====== EXCERPTED PASSAGE ======

[rescue] Resurrecting an IBM RS/6000 model 590

Dave McGuire mcguire at neurotica.com
Tue Feb 17 11:17:33 CST 2004


On Feb 17, 2004, at 3:12 AM, Jonathan C. Patschke wrote:
>> Thankfully I still keep in touch with some of my mentors, I love 
>> spending
>> time with old school computer architects. Most American kids are too
>> interested in making the quick bucks and are not willing to hear the
>> lessons some of these magnificent American engineers have to share.
>
> People like that piss me off beyond belief.  What we do is beyond
> engineering, almost to the point of art, and occasionally into the
> realms of black magic.  People who see an industry with so much soul an
> history as purely a profit center just make my blood run cold.

   Management types.

   I think I may have mentioned this before...but in an article in 
BusinessWeek last year (no I don't read that suit dreck, an 
acquaintance of mine showed it to me) about outsourcing to India, our 
work was described as "mind-numbing digital toil".

======

• **TASK INSTRUCTIONS**
1. Return the part of the mailing-list post between "On Feb 17, 2004, at" and "have to share.", inclusive.
2. Retype, exactly, the lines of the rows between the line holding "Every instance of the black and white photograph gets" and the line holding "95 L 144 95", inclusive.

====== GIVEN DATA ======

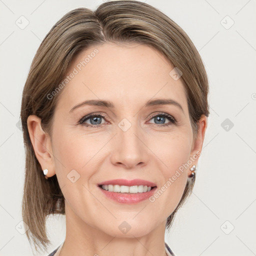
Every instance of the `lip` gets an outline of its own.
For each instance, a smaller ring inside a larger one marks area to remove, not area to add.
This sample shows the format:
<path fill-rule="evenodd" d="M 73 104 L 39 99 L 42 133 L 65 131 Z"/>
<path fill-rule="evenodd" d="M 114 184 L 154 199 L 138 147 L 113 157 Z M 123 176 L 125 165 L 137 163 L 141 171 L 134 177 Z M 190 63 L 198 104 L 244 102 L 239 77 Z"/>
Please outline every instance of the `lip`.
<path fill-rule="evenodd" d="M 144 186 L 156 186 L 156 184 L 154 183 L 145 180 L 140 180 L 136 178 L 128 180 L 118 179 L 118 180 L 106 180 L 98 184 L 100 185 L 120 185 L 123 186 L 138 186 L 140 185 L 143 185 Z"/>
<path fill-rule="evenodd" d="M 154 187 L 152 188 L 150 191 L 144 192 L 142 193 L 120 193 L 118 192 L 110 192 L 104 190 L 100 187 L 101 185 L 120 185 L 124 186 L 136 186 L 143 185 Z M 153 182 L 145 180 L 140 180 L 138 178 L 128 180 L 118 179 L 112 180 L 106 180 L 98 184 L 98 188 L 106 196 L 107 198 L 117 202 L 121 204 L 138 204 L 142 201 L 148 199 L 152 196 L 156 190 L 156 185 Z"/>
<path fill-rule="evenodd" d="M 134 204 L 148 199 L 155 192 L 156 187 L 152 188 L 150 191 L 143 193 L 130 194 L 118 192 L 110 192 L 100 186 L 98 188 L 107 198 L 121 204 Z"/>

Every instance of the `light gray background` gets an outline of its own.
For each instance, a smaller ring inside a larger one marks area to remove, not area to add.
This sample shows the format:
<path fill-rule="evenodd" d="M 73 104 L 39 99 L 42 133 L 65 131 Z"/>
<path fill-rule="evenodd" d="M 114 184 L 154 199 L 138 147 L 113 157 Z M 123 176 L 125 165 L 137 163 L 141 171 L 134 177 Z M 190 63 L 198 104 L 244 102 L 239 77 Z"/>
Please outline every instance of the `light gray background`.
<path fill-rule="evenodd" d="M 0 256 L 32 255 L 26 235 L 20 234 L 24 152 L 16 124 L 32 58 L 65 14 L 80 6 L 95 10 L 102 2 L 0 0 Z M 256 255 L 256 2 L 146 2 L 190 36 L 210 86 L 210 114 L 194 192 L 166 240 L 178 256 Z M 22 16 L 29 22 L 24 29 L 16 24 L 26 24 Z M 64 220 L 56 216 L 48 222 L 53 245 L 44 255 L 64 239 Z"/>

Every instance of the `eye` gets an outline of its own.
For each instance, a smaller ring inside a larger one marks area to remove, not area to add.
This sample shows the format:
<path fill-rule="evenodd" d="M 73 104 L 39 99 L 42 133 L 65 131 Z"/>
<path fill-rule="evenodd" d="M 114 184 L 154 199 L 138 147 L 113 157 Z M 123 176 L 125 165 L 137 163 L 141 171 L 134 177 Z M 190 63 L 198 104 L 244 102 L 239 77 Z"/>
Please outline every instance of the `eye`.
<path fill-rule="evenodd" d="M 166 113 L 158 113 L 158 114 L 150 116 L 150 120 L 154 120 L 156 124 L 160 124 L 158 126 L 170 126 L 172 124 L 176 124 L 176 120 L 172 116 Z M 168 120 L 170 122 L 166 123 L 166 119 Z"/>
<path fill-rule="evenodd" d="M 106 123 L 105 122 L 104 123 L 102 124 L 102 119 L 105 120 L 106 118 L 104 115 L 101 114 L 90 114 L 83 117 L 79 121 L 79 124 L 86 127 L 96 128 Z M 154 116 L 152 115 L 150 118 L 150 120 L 154 120 L 156 122 L 156 123 L 152 124 L 157 126 L 168 126 L 172 124 L 175 124 L 176 123 L 176 121 L 174 118 L 164 112 L 158 113 Z M 170 122 L 166 123 L 166 120 L 168 120 Z"/>
<path fill-rule="evenodd" d="M 102 122 L 102 119 L 104 118 L 104 117 L 105 116 L 102 114 L 91 114 L 84 116 L 79 121 L 79 122 L 86 127 L 92 126 L 98 127 L 103 124 L 100 123 Z M 90 124 L 86 122 L 86 121 L 90 122 Z"/>

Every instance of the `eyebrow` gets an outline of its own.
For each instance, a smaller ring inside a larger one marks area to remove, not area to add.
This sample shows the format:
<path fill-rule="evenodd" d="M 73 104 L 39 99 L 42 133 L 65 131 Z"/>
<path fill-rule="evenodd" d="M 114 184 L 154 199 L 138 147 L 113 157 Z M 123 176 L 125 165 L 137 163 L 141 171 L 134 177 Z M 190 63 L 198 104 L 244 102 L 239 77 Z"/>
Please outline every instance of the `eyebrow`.
<path fill-rule="evenodd" d="M 112 102 L 104 100 L 86 100 L 84 102 L 82 102 L 82 103 L 80 103 L 80 104 L 76 105 L 71 109 L 71 110 L 70 111 L 70 112 L 72 112 L 74 110 L 78 108 L 80 108 L 81 106 L 84 106 L 86 105 L 103 106 L 104 108 L 114 108 L 114 103 Z M 158 98 L 156 100 L 150 100 L 146 102 L 144 107 L 160 105 L 174 105 L 180 108 L 184 113 L 184 110 L 180 104 L 180 103 L 176 102 L 176 100 L 172 100 L 170 98 Z"/>

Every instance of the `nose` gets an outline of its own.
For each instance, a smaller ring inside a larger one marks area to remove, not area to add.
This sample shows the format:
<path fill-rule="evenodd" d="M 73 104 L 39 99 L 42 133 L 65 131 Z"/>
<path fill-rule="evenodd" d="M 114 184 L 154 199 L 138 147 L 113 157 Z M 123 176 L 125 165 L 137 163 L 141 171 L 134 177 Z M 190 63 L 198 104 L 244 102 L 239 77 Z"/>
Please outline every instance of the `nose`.
<path fill-rule="evenodd" d="M 146 136 L 143 135 L 142 131 L 134 124 L 126 130 L 130 126 L 130 123 L 127 120 L 120 124 L 117 127 L 116 134 L 112 140 L 112 164 L 122 166 L 126 169 L 146 164 L 150 154 L 145 141 Z"/>

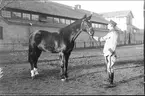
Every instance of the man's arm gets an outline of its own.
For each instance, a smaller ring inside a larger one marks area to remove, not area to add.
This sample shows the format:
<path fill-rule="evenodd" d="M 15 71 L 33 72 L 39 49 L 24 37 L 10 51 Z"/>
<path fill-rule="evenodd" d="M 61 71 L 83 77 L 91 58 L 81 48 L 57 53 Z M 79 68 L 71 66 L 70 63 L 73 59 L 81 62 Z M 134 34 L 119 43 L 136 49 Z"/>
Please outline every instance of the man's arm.
<path fill-rule="evenodd" d="M 110 34 L 107 34 L 105 35 L 104 37 L 97 37 L 97 36 L 93 36 L 93 38 L 96 40 L 96 41 L 106 41 L 107 39 L 110 38 Z"/>

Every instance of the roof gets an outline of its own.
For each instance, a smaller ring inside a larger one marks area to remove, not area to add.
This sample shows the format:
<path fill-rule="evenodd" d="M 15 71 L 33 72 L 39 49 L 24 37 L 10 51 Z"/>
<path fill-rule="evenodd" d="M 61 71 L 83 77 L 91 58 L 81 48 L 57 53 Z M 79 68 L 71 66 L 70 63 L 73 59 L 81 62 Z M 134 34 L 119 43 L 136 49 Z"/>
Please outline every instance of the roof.
<path fill-rule="evenodd" d="M 64 4 L 59 4 L 56 2 L 39 2 L 39 1 L 15 1 L 13 3 L 10 3 L 7 5 L 7 8 L 14 8 L 14 9 L 20 9 L 20 10 L 27 10 L 27 11 L 33 11 L 33 12 L 39 12 L 49 15 L 56 15 L 56 16 L 63 16 L 68 18 L 76 18 L 80 19 L 85 14 L 90 15 L 91 12 L 87 10 L 79 10 L 74 9 L 71 6 L 67 6 Z M 96 21 L 99 23 L 108 24 L 108 21 L 105 20 L 102 16 L 99 14 L 93 14 L 91 21 Z"/>
<path fill-rule="evenodd" d="M 103 17 L 125 17 L 128 16 L 129 14 L 131 14 L 132 17 L 134 18 L 130 10 L 100 13 L 100 15 Z"/>
<path fill-rule="evenodd" d="M 132 27 L 134 28 L 134 29 L 137 29 L 137 30 L 139 30 L 139 28 L 137 28 L 136 26 L 134 26 L 134 25 L 132 25 Z"/>

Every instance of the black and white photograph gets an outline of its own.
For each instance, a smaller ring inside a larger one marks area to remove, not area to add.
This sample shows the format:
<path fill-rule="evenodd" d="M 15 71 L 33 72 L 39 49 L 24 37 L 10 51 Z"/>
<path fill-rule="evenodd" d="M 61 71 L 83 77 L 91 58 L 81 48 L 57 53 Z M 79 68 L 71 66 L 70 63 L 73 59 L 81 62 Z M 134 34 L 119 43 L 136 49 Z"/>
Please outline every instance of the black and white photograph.
<path fill-rule="evenodd" d="M 0 0 L 0 95 L 144 95 L 144 0 Z"/>

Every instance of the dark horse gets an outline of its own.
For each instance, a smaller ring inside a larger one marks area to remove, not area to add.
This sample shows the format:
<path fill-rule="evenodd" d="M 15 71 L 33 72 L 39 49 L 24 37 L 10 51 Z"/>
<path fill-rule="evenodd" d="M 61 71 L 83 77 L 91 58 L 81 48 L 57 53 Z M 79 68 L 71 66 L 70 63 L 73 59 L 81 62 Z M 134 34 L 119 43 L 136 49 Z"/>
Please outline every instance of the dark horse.
<path fill-rule="evenodd" d="M 41 52 L 59 53 L 61 61 L 61 80 L 66 80 L 68 59 L 74 48 L 74 42 L 78 35 L 84 32 L 92 31 L 92 23 L 90 21 L 92 15 L 76 20 L 74 23 L 61 28 L 59 33 L 38 30 L 30 35 L 28 61 L 31 64 L 31 77 L 38 74 L 37 61 Z"/>

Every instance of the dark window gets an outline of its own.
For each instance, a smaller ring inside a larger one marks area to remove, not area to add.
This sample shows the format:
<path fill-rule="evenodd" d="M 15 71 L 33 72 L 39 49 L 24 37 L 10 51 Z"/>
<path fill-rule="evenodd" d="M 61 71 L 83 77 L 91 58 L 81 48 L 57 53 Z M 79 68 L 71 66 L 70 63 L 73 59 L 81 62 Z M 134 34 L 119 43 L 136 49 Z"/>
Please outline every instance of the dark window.
<path fill-rule="evenodd" d="M 3 17 L 11 18 L 11 12 L 10 11 L 2 10 L 1 14 L 2 14 Z"/>
<path fill-rule="evenodd" d="M 54 23 L 59 23 L 59 18 L 54 18 Z"/>
<path fill-rule="evenodd" d="M 95 24 L 96 28 L 99 28 L 99 24 Z"/>
<path fill-rule="evenodd" d="M 35 15 L 35 14 L 32 14 L 32 20 L 38 21 L 39 20 L 39 16 Z"/>
<path fill-rule="evenodd" d="M 48 23 L 53 23 L 53 17 L 47 16 L 47 22 Z"/>
<path fill-rule="evenodd" d="M 60 23 L 61 23 L 61 24 L 65 24 L 65 19 L 60 18 Z"/>
<path fill-rule="evenodd" d="M 74 22 L 75 22 L 75 20 L 71 20 L 70 22 L 71 22 L 71 23 L 74 23 Z"/>
<path fill-rule="evenodd" d="M 47 18 L 47 16 L 46 15 L 39 15 L 39 21 L 40 22 L 47 22 L 46 19 Z"/>
<path fill-rule="evenodd" d="M 3 39 L 3 27 L 0 26 L 0 39 Z"/>
<path fill-rule="evenodd" d="M 12 17 L 13 18 L 21 18 L 21 13 L 20 12 L 12 12 Z"/>
<path fill-rule="evenodd" d="M 93 28 L 96 28 L 96 24 L 95 24 L 95 23 L 92 23 L 92 27 L 93 27 Z"/>
<path fill-rule="evenodd" d="M 66 19 L 66 24 L 70 24 L 70 20 L 69 19 Z"/>
<path fill-rule="evenodd" d="M 30 20 L 30 14 L 28 14 L 28 13 L 23 13 L 23 19 L 28 19 L 28 20 Z"/>

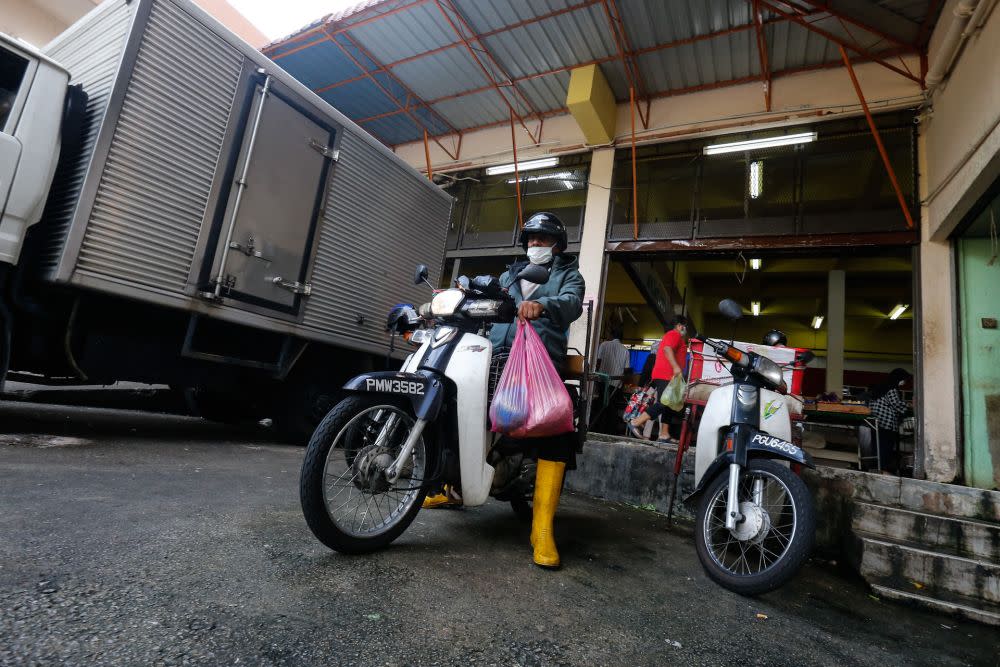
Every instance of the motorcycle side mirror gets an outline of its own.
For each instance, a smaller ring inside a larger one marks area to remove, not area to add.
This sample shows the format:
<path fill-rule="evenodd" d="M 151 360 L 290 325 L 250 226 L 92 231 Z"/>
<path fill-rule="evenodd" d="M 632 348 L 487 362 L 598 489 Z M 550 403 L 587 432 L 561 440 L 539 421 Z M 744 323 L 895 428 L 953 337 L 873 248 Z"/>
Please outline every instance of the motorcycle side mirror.
<path fill-rule="evenodd" d="M 417 264 L 417 270 L 413 273 L 413 284 L 419 285 L 420 283 L 427 282 L 427 276 L 430 275 L 430 271 L 427 269 L 426 264 Z"/>
<path fill-rule="evenodd" d="M 735 321 L 743 317 L 743 306 L 732 299 L 723 299 L 719 302 L 719 312 L 722 313 L 723 317 Z"/>
<path fill-rule="evenodd" d="M 540 264 L 528 264 L 521 269 L 515 280 L 527 280 L 529 283 L 544 285 L 549 282 L 549 270 Z"/>

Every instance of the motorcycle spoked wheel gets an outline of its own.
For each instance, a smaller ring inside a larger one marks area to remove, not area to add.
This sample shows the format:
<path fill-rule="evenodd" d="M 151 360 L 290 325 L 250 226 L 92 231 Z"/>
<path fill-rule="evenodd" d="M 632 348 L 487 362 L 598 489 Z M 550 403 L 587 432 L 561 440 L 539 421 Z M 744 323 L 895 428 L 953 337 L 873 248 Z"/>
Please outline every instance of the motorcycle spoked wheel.
<path fill-rule="evenodd" d="M 762 502 L 753 499 L 755 482 Z M 726 529 L 728 470 L 709 484 L 698 504 L 695 547 L 713 581 L 741 595 L 772 591 L 795 576 L 812 550 L 816 514 L 805 482 L 785 465 L 752 459 L 740 473 L 744 521 Z"/>
<path fill-rule="evenodd" d="M 410 525 L 433 471 L 421 437 L 394 484 L 384 471 L 399 454 L 415 418 L 386 397 L 351 396 L 323 418 L 306 448 L 299 483 L 302 513 L 326 546 L 348 554 L 382 549 Z"/>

======

• **EXERCISE RESPONSES**
1.
On Feb 17, 2004, at 3:12 AM, Jonathan C. Patschke wrote:
>> Thankfully I still keep in touch with some of my mentors, I love 
>> spending
>> time with old school computer architects. Most American kids are too
>> interested in making the quick bucks and are not willing to hear the
>> lessons some of these magnificent American engineers have to share.

2.
Every instance of the black and white photograph gets an outline of its own.
For each instance, a smaller ring inside a larger one marks area to remove, not area to add.
This sample shows the format:
<path fill-rule="evenodd" d="M 15 71 L 33 72 L 39 49 L 24 37 L 10 51 Z"/>
<path fill-rule="evenodd" d="M 61 71 L 83 77 L 91 58 L 81 48 L 57 53 Z M 79 68 L 71 66 L 70 63 L 73 59 L 81 62 Z M 134 34 L 119 43 L 136 49 Z"/>
Please outline every instance of the black and white photograph.
<path fill-rule="evenodd" d="M 0 0 L 0 95 L 144 95 L 144 0 Z"/>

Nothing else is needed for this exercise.